++++ RECORD SET

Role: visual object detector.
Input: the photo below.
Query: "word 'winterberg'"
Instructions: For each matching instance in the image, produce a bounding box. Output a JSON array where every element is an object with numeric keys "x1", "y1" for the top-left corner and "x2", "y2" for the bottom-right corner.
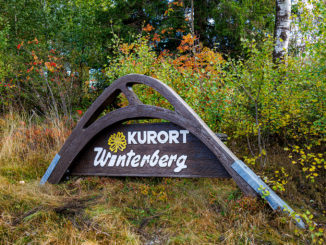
[{"x1": 94, "y1": 147, "x2": 187, "y2": 173}]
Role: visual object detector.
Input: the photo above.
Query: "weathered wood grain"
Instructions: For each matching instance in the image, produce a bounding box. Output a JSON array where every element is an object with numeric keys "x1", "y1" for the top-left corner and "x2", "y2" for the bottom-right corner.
[{"x1": 69, "y1": 123, "x2": 231, "y2": 178}]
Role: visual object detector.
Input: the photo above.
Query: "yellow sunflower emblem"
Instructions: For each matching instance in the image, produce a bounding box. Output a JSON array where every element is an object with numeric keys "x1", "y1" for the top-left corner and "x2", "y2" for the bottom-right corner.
[{"x1": 108, "y1": 132, "x2": 127, "y2": 152}]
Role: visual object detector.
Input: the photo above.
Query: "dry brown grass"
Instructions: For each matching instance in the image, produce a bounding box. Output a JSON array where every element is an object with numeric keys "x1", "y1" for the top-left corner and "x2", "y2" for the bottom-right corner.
[{"x1": 0, "y1": 114, "x2": 324, "y2": 245}]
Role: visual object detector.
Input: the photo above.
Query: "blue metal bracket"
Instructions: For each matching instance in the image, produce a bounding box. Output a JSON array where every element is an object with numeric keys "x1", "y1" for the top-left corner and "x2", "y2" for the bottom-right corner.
[
  {"x1": 231, "y1": 160, "x2": 305, "y2": 228},
  {"x1": 40, "y1": 154, "x2": 60, "y2": 185}
]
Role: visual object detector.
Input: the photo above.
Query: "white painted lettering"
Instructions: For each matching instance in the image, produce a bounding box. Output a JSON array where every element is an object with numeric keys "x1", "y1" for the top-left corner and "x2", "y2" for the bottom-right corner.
[
  {"x1": 169, "y1": 130, "x2": 179, "y2": 144},
  {"x1": 94, "y1": 147, "x2": 111, "y2": 167},
  {"x1": 168, "y1": 155, "x2": 178, "y2": 167},
  {"x1": 115, "y1": 155, "x2": 126, "y2": 167},
  {"x1": 108, "y1": 155, "x2": 117, "y2": 167},
  {"x1": 137, "y1": 131, "x2": 146, "y2": 144},
  {"x1": 157, "y1": 131, "x2": 169, "y2": 144},
  {"x1": 128, "y1": 131, "x2": 137, "y2": 145},
  {"x1": 173, "y1": 155, "x2": 187, "y2": 173},
  {"x1": 158, "y1": 155, "x2": 169, "y2": 168},
  {"x1": 180, "y1": 130, "x2": 189, "y2": 143},
  {"x1": 140, "y1": 155, "x2": 151, "y2": 167},
  {"x1": 147, "y1": 131, "x2": 157, "y2": 144},
  {"x1": 149, "y1": 150, "x2": 160, "y2": 167},
  {"x1": 130, "y1": 155, "x2": 140, "y2": 168},
  {"x1": 126, "y1": 150, "x2": 136, "y2": 167}
]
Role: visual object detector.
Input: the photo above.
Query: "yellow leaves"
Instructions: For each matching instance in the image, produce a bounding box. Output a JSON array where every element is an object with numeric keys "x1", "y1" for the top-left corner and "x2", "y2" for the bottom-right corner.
[
  {"x1": 44, "y1": 62, "x2": 54, "y2": 72},
  {"x1": 143, "y1": 24, "x2": 155, "y2": 32}
]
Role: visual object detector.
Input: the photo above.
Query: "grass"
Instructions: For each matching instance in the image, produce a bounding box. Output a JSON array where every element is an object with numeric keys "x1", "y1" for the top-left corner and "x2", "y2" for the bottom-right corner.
[{"x1": 0, "y1": 114, "x2": 325, "y2": 245}]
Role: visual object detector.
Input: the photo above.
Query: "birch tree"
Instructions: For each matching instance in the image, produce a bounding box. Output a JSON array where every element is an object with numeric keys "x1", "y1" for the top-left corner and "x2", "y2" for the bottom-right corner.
[{"x1": 273, "y1": 0, "x2": 291, "y2": 62}]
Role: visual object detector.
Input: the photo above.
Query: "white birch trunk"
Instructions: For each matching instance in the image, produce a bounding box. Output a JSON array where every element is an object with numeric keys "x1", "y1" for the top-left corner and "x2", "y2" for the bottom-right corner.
[{"x1": 273, "y1": 0, "x2": 291, "y2": 61}]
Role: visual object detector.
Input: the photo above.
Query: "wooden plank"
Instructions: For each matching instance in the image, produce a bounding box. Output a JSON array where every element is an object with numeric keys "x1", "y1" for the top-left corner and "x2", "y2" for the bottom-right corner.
[
  {"x1": 69, "y1": 123, "x2": 231, "y2": 178},
  {"x1": 44, "y1": 74, "x2": 257, "y2": 196}
]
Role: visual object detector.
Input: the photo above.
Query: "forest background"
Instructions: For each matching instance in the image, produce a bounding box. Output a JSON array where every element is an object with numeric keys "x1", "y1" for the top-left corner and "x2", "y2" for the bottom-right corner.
[{"x1": 0, "y1": 0, "x2": 326, "y2": 244}]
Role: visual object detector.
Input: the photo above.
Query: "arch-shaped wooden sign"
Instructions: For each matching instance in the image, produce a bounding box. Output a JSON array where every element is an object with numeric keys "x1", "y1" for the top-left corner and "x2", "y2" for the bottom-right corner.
[{"x1": 41, "y1": 74, "x2": 306, "y2": 228}]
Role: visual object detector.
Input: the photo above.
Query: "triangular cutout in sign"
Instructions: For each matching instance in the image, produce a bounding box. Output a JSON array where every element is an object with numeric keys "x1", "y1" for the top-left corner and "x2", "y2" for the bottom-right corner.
[{"x1": 41, "y1": 74, "x2": 304, "y2": 226}]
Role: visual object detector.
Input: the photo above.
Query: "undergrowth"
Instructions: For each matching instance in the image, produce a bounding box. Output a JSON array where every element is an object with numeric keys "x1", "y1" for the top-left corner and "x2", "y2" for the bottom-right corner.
[{"x1": 0, "y1": 113, "x2": 325, "y2": 244}]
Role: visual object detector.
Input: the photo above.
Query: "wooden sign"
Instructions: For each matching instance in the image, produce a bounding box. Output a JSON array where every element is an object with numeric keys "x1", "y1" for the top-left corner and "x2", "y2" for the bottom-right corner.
[
  {"x1": 40, "y1": 74, "x2": 304, "y2": 227},
  {"x1": 70, "y1": 123, "x2": 231, "y2": 178}
]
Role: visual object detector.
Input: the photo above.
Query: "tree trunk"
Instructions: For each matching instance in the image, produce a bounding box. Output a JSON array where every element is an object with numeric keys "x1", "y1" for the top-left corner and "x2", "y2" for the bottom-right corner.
[{"x1": 273, "y1": 0, "x2": 291, "y2": 63}]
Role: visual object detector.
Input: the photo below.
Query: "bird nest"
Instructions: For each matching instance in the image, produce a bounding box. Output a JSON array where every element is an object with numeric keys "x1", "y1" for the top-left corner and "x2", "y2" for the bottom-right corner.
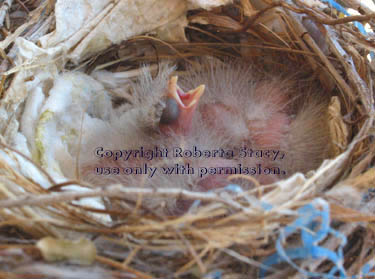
[{"x1": 0, "y1": 0, "x2": 375, "y2": 279}]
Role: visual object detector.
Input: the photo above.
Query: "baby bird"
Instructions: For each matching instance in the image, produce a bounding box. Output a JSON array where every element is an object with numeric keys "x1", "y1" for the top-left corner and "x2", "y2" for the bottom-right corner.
[{"x1": 80, "y1": 59, "x2": 330, "y2": 215}]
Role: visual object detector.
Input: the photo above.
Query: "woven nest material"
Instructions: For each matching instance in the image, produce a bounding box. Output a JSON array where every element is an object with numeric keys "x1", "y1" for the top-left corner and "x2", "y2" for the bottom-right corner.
[{"x1": 0, "y1": 0, "x2": 375, "y2": 279}]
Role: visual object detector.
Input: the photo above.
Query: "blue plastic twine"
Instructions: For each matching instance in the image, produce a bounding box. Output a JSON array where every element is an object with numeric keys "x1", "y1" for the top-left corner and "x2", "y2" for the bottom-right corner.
[{"x1": 259, "y1": 198, "x2": 346, "y2": 279}]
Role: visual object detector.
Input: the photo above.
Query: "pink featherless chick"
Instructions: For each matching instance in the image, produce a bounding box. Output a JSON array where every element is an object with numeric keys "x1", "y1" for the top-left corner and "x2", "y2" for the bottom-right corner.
[{"x1": 81, "y1": 59, "x2": 330, "y2": 215}]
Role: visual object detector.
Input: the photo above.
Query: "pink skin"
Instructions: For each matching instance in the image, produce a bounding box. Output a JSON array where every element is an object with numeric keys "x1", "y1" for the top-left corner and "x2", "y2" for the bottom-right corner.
[{"x1": 82, "y1": 77, "x2": 290, "y2": 215}]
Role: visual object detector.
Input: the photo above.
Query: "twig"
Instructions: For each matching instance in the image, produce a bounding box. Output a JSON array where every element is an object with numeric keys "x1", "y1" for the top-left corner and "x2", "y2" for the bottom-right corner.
[{"x1": 0, "y1": 0, "x2": 13, "y2": 28}]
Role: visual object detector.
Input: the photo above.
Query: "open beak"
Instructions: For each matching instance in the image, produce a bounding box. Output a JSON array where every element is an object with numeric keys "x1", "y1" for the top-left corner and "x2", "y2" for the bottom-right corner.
[{"x1": 160, "y1": 76, "x2": 204, "y2": 135}]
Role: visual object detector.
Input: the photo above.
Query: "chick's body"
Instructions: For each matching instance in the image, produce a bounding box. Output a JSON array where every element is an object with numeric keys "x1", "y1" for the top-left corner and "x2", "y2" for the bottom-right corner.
[{"x1": 81, "y1": 60, "x2": 330, "y2": 214}]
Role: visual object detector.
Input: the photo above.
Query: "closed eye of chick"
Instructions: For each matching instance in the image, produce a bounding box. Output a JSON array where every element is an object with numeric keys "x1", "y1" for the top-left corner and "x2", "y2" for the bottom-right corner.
[{"x1": 80, "y1": 59, "x2": 331, "y2": 215}]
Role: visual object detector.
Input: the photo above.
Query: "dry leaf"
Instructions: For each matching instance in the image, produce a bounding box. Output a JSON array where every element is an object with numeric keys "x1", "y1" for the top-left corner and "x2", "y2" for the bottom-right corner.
[{"x1": 36, "y1": 236, "x2": 96, "y2": 265}]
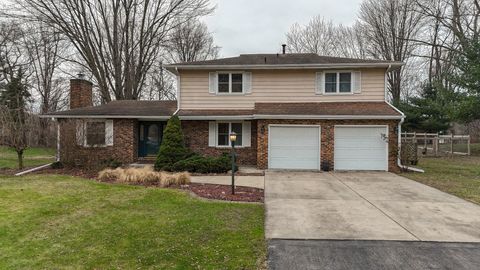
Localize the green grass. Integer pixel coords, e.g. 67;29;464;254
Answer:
0;175;265;269
402;156;480;204
439;143;480;156
0;146;55;169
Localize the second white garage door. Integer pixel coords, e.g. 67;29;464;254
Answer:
268;126;320;170
334;126;388;171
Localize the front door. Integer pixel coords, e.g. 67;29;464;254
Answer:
138;122;164;157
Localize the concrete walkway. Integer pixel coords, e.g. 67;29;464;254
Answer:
265;171;480;242
191;175;265;189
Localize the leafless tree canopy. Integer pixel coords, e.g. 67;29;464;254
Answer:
360;0;422;104
167;20;220;63
17;0;212;102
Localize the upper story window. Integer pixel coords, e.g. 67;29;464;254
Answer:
217;123;243;146
208;71;252;95
218;73;243;93
325;72;352;93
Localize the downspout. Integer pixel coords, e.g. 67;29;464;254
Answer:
173;67;180;115
52;118;60;162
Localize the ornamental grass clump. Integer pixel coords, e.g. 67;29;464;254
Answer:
98;167;190;187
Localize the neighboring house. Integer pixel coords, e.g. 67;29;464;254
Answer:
48;51;404;171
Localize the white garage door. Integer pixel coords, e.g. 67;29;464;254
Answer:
334;126;388;171
268;126;320;170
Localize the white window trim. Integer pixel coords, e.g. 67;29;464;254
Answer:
323;70;354;95
82;119;110;148
215;71;245;96
215;121;245;148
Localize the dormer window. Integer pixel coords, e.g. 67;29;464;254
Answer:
217;73;243;94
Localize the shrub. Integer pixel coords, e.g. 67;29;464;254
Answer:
155;115;190;171
171;154;237;173
98;167;190;187
103;158;122;169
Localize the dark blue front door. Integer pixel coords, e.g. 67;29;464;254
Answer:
138;122;164;157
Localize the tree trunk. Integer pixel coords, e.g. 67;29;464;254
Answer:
17;150;23;170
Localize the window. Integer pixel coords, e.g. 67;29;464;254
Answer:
218;73;243;93
217;123;243;146
325;72;352;93
86;122;105;146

++++++++

• OBJECTIVE
Render everything from the line containing "Localize the white garage" down to the final line as a JSON list of strings, one string per line, with blank lines omitted.

• THE REPLY
[
  "Localize the white garage door. Integer pixel coords, e.g. 67;29;464;254",
  "Answer:",
  "334;126;388;171",
  "268;126;320;170",
  "Localize the white window trim. Integer pixel coords, e.g. 67;29;464;254",
  "Answer:",
  "323;70;354;95",
  "82;119;110;148",
  "215;71;245;96",
  "215;121;245;148",
  "Localize the dormer window. Integer pixel coords, e.g. 67;29;464;254",
  "Answer:",
  "217;73;243;94",
  "Localize the shrub. Integer pixel coords, e.g. 67;29;464;254",
  "Answer:",
  "155;115;190;171",
  "171;154;237;173",
  "98;167;190;187",
  "103;158;122;169",
  "Localize the dark blue front door. Integer pixel coords, e.g. 67;29;464;254",
  "Answer:",
  "138;122;164;157",
  "Localize the tree trunk. Integer pixel coords, e.g. 67;29;464;254",
  "Answer:",
  "17;150;23;170",
  "Localize the window. Integer pixel coords, e.g. 67;29;464;254",
  "Answer:",
  "218;73;243;93",
  "217;123;243;146",
  "325;72;352;93",
  "86;122;105;146"
]